* WHAT YOU WILL DO: Count the lines of the data below that contain the string "sleeve". Give only that number.

+-------+

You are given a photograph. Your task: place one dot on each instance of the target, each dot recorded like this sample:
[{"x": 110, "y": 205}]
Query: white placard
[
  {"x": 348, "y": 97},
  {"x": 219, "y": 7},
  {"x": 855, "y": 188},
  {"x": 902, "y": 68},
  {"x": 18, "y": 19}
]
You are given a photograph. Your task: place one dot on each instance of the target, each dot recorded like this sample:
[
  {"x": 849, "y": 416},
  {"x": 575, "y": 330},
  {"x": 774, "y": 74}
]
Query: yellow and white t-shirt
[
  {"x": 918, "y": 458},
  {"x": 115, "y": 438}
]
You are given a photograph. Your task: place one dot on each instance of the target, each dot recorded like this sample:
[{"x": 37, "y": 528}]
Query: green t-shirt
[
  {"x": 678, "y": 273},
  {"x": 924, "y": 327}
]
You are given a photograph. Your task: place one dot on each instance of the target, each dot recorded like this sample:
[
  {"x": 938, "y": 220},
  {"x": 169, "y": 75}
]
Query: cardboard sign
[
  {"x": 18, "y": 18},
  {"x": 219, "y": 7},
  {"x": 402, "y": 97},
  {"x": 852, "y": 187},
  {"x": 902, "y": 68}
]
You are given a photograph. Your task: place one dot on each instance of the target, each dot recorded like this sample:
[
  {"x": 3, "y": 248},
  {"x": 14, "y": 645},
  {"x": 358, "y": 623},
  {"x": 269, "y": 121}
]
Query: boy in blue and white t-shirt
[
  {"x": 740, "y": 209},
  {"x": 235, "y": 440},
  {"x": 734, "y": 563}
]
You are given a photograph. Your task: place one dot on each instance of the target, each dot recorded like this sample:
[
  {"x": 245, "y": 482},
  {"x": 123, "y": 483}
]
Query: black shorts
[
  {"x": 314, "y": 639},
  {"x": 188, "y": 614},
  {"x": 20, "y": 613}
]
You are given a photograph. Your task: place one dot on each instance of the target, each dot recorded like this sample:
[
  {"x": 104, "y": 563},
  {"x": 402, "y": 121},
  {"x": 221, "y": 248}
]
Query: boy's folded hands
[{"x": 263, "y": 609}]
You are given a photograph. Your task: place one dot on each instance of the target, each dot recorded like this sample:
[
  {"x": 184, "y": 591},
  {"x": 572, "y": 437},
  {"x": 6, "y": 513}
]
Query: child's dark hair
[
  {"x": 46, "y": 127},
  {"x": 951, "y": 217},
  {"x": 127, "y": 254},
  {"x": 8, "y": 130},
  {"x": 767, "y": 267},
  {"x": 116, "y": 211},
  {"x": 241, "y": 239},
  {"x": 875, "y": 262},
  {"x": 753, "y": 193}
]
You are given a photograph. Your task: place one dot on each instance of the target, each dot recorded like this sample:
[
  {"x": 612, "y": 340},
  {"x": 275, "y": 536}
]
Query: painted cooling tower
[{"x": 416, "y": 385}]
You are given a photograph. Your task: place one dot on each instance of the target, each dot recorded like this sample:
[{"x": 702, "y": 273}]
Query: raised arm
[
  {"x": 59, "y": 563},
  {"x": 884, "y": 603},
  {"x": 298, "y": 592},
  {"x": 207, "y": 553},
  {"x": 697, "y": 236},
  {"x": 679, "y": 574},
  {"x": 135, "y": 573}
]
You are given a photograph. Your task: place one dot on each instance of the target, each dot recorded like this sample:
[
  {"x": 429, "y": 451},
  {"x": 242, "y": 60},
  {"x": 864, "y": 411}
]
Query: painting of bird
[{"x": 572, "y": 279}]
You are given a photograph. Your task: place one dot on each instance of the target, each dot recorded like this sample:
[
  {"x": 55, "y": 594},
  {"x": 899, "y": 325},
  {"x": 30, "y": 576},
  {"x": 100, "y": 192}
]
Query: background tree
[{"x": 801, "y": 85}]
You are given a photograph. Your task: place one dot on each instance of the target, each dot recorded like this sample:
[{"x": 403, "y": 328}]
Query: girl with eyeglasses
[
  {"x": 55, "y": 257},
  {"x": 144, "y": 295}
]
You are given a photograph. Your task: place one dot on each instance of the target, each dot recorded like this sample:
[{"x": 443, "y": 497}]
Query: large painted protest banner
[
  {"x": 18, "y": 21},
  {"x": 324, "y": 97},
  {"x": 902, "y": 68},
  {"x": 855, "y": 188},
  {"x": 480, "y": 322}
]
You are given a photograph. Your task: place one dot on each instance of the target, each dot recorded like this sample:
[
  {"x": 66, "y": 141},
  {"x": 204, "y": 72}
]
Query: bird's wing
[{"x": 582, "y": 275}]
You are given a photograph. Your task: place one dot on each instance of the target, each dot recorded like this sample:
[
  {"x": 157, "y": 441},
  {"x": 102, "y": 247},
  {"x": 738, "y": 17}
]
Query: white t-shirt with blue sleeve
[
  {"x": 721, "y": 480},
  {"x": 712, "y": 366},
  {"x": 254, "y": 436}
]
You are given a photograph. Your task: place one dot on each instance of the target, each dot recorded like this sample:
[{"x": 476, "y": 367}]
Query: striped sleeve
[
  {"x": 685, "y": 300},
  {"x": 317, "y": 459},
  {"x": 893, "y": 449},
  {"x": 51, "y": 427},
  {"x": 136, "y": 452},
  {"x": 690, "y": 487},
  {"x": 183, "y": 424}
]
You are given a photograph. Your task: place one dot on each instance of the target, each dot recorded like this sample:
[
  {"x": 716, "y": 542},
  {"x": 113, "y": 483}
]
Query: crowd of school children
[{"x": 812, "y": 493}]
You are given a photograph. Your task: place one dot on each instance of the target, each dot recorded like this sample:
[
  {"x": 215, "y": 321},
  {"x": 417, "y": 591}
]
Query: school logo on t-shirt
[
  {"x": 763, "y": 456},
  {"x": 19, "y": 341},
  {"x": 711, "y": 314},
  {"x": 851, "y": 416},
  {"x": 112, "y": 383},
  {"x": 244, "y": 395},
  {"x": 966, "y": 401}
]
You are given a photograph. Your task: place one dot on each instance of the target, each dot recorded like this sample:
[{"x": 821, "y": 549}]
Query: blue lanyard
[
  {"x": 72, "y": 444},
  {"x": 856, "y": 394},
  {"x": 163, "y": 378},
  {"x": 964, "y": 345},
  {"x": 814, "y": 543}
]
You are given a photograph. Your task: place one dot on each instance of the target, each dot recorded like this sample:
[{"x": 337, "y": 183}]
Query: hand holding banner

+-------+

* ANSWER TO THIS PROBLEM: 2